[START TEXT]
Monitors
Rather than using semaphores to protect critical sections, monitors provide a higher-level abstraction for synchronization. Monitors are a more object-oriented approach to synchronization, where a monitor is a class that encapsulates data that needs to be protected so that only one thread can access it at a time.
Here's a timeline of the development of monitors:
- 1965: Edsger Dijkstra introduces the concept of semaphores in his paper Cooperating sequential processes, laying the foundation for synchronization primitives.
- 1972: Tony Hoare publishes Towards a theory of parallel programming, discussing the idea of conditional critical regions, which later evolve into monitors.
- 1973: Per Brinch Hansen develops the concept of monitors and implements them in the Concurrent Pascal programming language.
- 1975: Tony Hoare formalizes the concept of monitors in his paper Monitors: An Operating System Structuring Concept, describing them as a synchronization construct for shared data.
- 1980s–1990s: Monitors gain wider adoption and are incorporated into various programming languages, such as Ada, Java, and C#.
- Technically, Java uses a(n over) simplified version of monitors.
We'll use Java as an example for showing how monitors work, since it's probably familiar to you. We can say that a Java class acts as a monitor if all its methods use the synchronized keyword. This keyword ensures that only one thread can access the object's data at a time.
Here's an example BankAccount class that protects its balance with by being a monitor:
class BankAccount {
private int balance;
public BankAccount(int initialBalance) {
balance = initialBalance;
}
public synchronized void deposit(int amount) {
balance += amount;
}
public synchronized void withdraw(int amount) {
balance -= amount;
}
public synchronized int getBalance() {
return balance;
}
}
Notice that other than adding a keyword to our code, we didn't have to do anything special to make this class thread-safe, which contrasts with semaphores, where we'd have to declare a semaphore variable for each object, initialize it to the right value, and then remember to acquire and release the semaphore in the right places.
[END TEXT]
[START DATA SHOWN]
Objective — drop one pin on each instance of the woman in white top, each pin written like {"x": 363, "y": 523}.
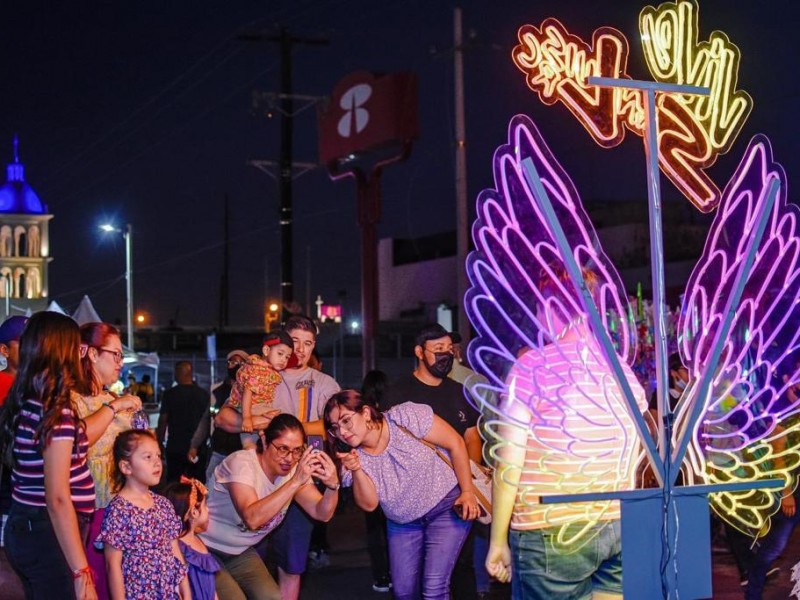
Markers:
{"x": 249, "y": 494}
[END DATA SHOWN]
WORK TO COMPLETE:
a) According to the text on monitors, in which programming language did Per Brinch Hansen implement monitors?
b) Continue the text on monitors from the point where it stops.

FINAL RESULTS:
a) Concurrent Pascal.

b)
But behind the scenes, Java is using semaphores or something like them, right?
Right. Monitors are a higher-level abstraction that can be implemented using semaphores or other lower-level synchronization primitives.
The key is that it's easy to use monitors, and less error-prone. I like it when people make things easier for me!
It solves the critical section problem, but is it good enough to do the producer–consumer problem?
-
Let's see…
Producer–Consumer, First Try
Here's a first crack at recreating the producer–consumer problem we did on the previous page using C and semaphores, but this time using Java with a monitor class BoundedBuffer.
Your goal is to skim this code and get the big ideas, not carefully check every detail.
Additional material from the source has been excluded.